_CONSIGNE A_: Résumez en deux phrases l'extrait sur le mot enceinte.
_CONSIGNE B_: Rassemblez toutes les lignes des enregistrements qui contiennent le mot "yarn".

_EXTRAIT DE PAGE_:
>>>>>
Babylone (site archéologique) - crédits : T. Koch/ Shutterstock

Babylone (site archéologique)

Le mot enceinte apparaît au xiiie siècle pour désigner une construction entourant un espace habité dont elle défend l'accès à la manière d'une clôture. Est donc essentielle pour la définition du terme l'idée de protection d'une collectivité humaine contre un ennemi. L'enceinte est donc un rempart, terme spécifiquement employé à partir du xive siècle pour une muraille ou une levée de terre défendant une forteresse ou une ville. La notion d'enceinte implique l'idée de fermeture, de sorte que des fortifications linéaires, comme celle du limes romain, ne pourront pas être qualifiées d'enceintes. Mais il existe des enceintes défendant des régions. Ainsi, en Asie centrale, de l' Antiquité au Moyen Âge, de riches oasis de plusieurs dizaines de kilomètres de diamètre, celles de Boukhara ou de Samarkand par exemple, furent entourées d'une enceinte qui avait une double fonction de défense contre les cavaliers nomades et de protection contre l'avancée du désert.

Dans le vocabulaire moderne, le mot enceinte a pris, par extension, un sens plus large. En principe, on n'utilisera pas le mot pour un espace agricole : on parlera d'un enclos ; mais pourtant, à propos des Longs Murs de Bitburg près de Trèves en Rhénanie, énigmatique muraille datée de la fin de l'Antiquité et enfermant un espace de 25 km sur 10 km, les archéologues se sont demandé s'il ne s'agissait pas de l'enceinte d'un domaine impérial. Par contre, le terme est largement utilisé pour désigner le mode de clôture d'un espace sacré. En Égypte, le temple est un vaste organisme qui comprend non seulement la maison du dieu, en pierre, mais aussi tous les édifices annexes liés à l'exercice du culte ; le plus souvent, une enceinte de brique délimite et protège le domaine divin. À Karnak, le grand sanctuaire d'Amon possédait une enceinte qui avait environ 2 400 m de pourtour et était épaisse de 8 m. La pratique de délimiter le domaine divin est commune à beaucoup de religions : ainsi, en Grèce, le sanctuaire de Delphes forme un quadrilatère escarpé de 180 m sur 130 m. La similitude des formes et des fonctions de défense et de délimitation – matériel dans un cas, spirituel dans l'autre – justifie ce glissement de sens. L'ambiguïté de la définition de la structure à partir de la seule analyse morphologique apparaît bien dans le cas d'une série homogène d'enceintes protohistoriques rectangulaires connues surtout en France du Nord et en Allemagne ; de forme carrée (les Allemands emploient le terme Viereckschanze) et d'une superficie de l'ordre d'un hectare, elles sont constituées d'un fossé et d'un talus dépassant rarement un mètre qui réutilise la terre du fossé, et sont implantées en position basse ; on les avait prises pour des camps de la conquête césarienne. Actuellement, l'interprétation de ces enceintes comme cultuelles paraît assurée.
<<<<<
_DONNÉES DE LA TÂCHE_:
>>>>>
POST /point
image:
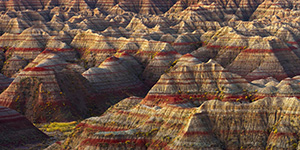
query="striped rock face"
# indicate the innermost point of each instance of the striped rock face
(266, 123)
(179, 113)
(16, 130)
(195, 74)
(43, 91)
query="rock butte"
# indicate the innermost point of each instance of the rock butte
(195, 74)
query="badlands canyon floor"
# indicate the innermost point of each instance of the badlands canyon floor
(149, 74)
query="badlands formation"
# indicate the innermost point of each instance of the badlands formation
(151, 74)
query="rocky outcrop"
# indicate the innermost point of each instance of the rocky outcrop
(16, 130)
(266, 123)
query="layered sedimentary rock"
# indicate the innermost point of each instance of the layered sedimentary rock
(48, 89)
(16, 130)
(269, 56)
(266, 123)
(73, 59)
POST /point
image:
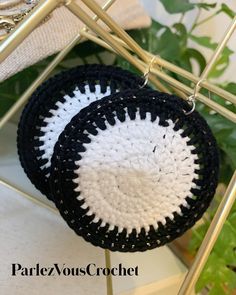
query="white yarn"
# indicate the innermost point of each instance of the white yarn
(63, 115)
(135, 174)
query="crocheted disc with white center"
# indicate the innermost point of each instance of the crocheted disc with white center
(54, 104)
(132, 171)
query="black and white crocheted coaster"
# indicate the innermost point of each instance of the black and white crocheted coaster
(54, 104)
(132, 172)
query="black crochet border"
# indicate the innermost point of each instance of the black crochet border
(69, 149)
(45, 98)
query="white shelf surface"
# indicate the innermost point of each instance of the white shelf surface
(30, 234)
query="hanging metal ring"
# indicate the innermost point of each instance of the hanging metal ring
(192, 98)
(147, 72)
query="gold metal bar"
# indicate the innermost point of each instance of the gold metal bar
(171, 67)
(27, 196)
(102, 43)
(182, 87)
(52, 65)
(108, 278)
(24, 28)
(74, 8)
(210, 238)
(190, 76)
(217, 53)
(116, 28)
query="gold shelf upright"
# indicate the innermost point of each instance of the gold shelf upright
(121, 43)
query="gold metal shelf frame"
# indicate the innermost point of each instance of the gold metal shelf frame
(118, 41)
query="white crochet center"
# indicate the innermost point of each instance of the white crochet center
(63, 115)
(135, 174)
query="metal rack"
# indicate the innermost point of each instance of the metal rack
(121, 43)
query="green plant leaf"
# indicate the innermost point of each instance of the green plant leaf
(164, 49)
(222, 63)
(225, 9)
(182, 33)
(177, 6)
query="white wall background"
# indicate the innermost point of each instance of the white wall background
(215, 28)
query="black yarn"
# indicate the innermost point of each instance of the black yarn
(70, 148)
(45, 98)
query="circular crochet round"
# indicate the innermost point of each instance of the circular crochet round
(132, 172)
(54, 104)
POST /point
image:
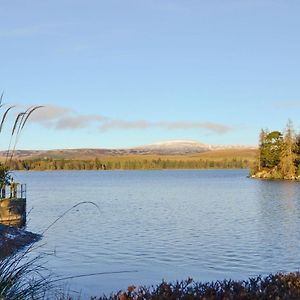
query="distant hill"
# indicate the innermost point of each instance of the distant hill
<<<<<
_RÉPONSE COMPLÈTE A_: Le mot enceinte désigne d'abord une construction fermée qui protège un espace habité contre un ennemi, ce qui exclut les fortifications linéaires comme le limes romain, même si certaines enceintes défendaient des régions entières, comme les oasis de Boukhara ou de Samarkand en Asie centrale. Par extension, il sert aujourd'hui à nommer la clôture d'un espace sacré, comme à Karnak ou à Delphes, et les enceintes protohistoriques carrées du nord de la France et d'Allemagne, autrefois prises pour des camps de la conquête césarienne, sont désormais considérées comme cultuelles.

_RÉPONSE COMPLÈTE B_:
query="white yarn"
# indicate the innermost point of each instance of the white yarn
query="black yarn"
# indicate the innermost point of each instance of the black yarn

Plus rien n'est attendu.